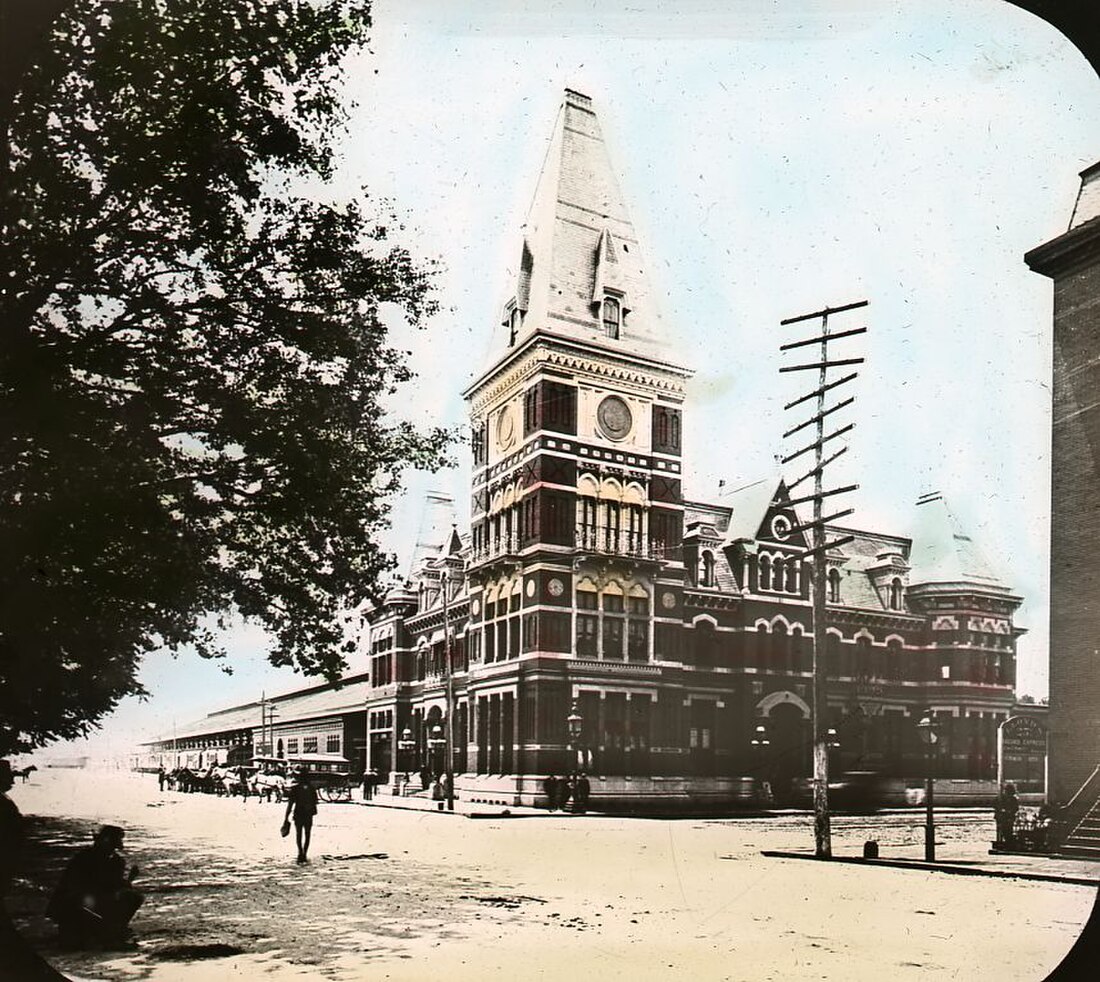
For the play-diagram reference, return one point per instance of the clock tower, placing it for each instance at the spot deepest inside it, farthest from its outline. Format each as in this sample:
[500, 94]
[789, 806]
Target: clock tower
[576, 511]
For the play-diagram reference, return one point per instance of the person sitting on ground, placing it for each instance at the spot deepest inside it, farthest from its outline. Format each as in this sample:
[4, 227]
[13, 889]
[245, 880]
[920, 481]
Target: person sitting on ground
[1004, 814]
[11, 828]
[301, 800]
[550, 790]
[95, 898]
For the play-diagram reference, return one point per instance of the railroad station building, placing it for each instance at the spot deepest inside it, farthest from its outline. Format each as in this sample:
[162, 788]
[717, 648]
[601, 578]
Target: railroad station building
[598, 616]
[590, 584]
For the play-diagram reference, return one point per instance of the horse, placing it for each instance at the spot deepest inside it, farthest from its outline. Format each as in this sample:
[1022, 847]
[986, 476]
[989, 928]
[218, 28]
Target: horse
[234, 780]
[266, 785]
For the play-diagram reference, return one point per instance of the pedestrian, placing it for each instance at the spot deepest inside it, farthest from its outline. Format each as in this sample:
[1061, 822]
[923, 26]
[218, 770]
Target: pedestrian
[301, 801]
[95, 898]
[581, 791]
[1004, 814]
[550, 790]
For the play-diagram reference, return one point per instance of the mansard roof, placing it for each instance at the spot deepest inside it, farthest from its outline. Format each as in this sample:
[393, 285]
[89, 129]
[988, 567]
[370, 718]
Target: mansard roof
[437, 530]
[579, 245]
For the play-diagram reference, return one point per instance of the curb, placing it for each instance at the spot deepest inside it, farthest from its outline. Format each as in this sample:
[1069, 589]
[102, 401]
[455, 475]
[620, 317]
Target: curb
[935, 867]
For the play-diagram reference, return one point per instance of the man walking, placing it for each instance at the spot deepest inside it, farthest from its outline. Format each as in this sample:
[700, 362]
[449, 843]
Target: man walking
[301, 801]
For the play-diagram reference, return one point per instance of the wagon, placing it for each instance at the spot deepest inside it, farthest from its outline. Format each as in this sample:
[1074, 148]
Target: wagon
[328, 772]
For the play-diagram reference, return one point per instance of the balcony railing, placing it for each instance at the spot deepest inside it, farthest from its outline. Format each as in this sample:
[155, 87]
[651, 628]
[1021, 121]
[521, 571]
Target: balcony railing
[623, 542]
[600, 541]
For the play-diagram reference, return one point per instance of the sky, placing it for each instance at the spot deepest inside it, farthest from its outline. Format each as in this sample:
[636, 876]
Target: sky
[776, 158]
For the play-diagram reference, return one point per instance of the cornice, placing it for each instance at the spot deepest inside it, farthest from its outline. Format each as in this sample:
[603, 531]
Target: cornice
[631, 372]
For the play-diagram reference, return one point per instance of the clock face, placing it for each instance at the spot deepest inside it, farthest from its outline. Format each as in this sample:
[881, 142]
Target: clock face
[506, 428]
[614, 418]
[780, 527]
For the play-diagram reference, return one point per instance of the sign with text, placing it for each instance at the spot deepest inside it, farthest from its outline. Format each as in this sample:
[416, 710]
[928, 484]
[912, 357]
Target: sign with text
[1022, 753]
[1023, 736]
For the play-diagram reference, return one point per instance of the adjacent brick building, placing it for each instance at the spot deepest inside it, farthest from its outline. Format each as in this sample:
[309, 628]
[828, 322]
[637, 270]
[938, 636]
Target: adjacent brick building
[1073, 262]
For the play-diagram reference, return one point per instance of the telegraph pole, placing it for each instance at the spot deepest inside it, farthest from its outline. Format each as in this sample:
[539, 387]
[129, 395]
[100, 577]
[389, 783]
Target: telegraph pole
[448, 669]
[823, 847]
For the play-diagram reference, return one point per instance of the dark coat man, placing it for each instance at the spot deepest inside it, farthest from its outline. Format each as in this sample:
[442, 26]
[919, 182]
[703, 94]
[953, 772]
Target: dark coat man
[95, 898]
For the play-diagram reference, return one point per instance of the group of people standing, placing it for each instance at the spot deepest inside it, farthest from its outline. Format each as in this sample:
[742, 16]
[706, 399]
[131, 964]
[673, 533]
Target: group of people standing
[560, 791]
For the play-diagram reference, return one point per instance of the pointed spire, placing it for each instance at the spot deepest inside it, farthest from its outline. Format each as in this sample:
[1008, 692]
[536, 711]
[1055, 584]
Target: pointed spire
[580, 247]
[943, 552]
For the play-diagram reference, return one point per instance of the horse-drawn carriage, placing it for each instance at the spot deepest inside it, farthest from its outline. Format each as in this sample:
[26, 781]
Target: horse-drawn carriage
[328, 772]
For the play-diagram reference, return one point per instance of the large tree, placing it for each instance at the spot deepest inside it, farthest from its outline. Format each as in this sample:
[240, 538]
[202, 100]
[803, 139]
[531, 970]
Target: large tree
[195, 381]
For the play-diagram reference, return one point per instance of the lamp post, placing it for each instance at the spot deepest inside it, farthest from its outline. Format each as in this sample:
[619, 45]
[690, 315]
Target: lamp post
[760, 745]
[405, 745]
[928, 729]
[436, 743]
[575, 723]
[449, 669]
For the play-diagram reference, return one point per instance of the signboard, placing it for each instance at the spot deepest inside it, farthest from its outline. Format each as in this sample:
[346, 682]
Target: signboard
[1021, 759]
[1023, 736]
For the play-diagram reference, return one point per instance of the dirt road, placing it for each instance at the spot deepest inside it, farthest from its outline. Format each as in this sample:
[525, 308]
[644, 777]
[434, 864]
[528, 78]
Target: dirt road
[400, 895]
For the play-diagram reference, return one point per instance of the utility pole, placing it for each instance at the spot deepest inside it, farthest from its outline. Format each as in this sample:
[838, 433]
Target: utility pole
[823, 847]
[449, 680]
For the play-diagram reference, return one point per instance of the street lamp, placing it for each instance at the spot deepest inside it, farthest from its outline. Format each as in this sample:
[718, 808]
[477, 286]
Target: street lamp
[406, 745]
[436, 741]
[760, 745]
[928, 729]
[575, 723]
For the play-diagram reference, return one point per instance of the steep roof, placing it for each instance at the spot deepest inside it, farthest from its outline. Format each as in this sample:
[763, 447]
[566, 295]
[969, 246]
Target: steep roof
[943, 552]
[579, 243]
[1087, 206]
[437, 529]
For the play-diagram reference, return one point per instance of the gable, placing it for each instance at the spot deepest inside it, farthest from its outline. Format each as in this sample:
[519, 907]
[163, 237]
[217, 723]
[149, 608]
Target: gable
[769, 530]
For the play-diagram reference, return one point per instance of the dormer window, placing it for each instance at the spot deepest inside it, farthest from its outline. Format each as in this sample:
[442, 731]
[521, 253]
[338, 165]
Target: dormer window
[707, 570]
[612, 316]
[513, 319]
[895, 594]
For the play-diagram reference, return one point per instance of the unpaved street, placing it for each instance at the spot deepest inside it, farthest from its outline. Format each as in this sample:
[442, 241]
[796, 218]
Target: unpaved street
[407, 895]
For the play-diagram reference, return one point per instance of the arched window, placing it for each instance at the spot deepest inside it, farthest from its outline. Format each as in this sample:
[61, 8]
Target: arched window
[801, 660]
[895, 594]
[707, 569]
[894, 669]
[613, 315]
[779, 650]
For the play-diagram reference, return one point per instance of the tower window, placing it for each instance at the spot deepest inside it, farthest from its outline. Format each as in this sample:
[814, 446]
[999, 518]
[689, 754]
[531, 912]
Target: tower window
[707, 570]
[895, 594]
[613, 316]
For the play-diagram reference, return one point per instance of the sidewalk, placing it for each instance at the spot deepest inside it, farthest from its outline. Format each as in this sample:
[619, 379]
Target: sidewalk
[974, 860]
[421, 801]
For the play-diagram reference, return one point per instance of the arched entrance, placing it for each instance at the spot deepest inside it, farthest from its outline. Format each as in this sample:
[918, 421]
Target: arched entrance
[790, 758]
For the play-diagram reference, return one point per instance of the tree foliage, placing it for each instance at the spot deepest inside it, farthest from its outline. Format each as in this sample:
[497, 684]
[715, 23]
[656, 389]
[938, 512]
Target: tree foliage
[194, 375]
+++
## EXERCISE PROMPT:
After locating the line with "Target: tower window", please repeat it and every line after it exactly, through the end of the data above.

## EXERCISE OUTPUT:
Target: tower window
[707, 570]
[895, 594]
[613, 316]
For the play-diagram reference, return one point per instance of the sidewalk, placing it for each instance at the spot deepest inside it, farthest from its outline. Format each as in this sample:
[619, 379]
Target: sidewalk
[974, 860]
[421, 801]
For the play-diagram reference, return one point per instance of the arched entrance, placing it for each instance at the spot deepest inside it, farthest from its outline. Format each as in this sample:
[918, 421]
Target: arched entrance
[790, 758]
For the play-diagram reference, return one point per instance of the tree foliage, placing it for each instance at the spot deepest inside it, farthest from its outline. Format each as in this sample:
[497, 684]
[715, 23]
[656, 389]
[938, 512]
Target: tree foliage
[194, 375]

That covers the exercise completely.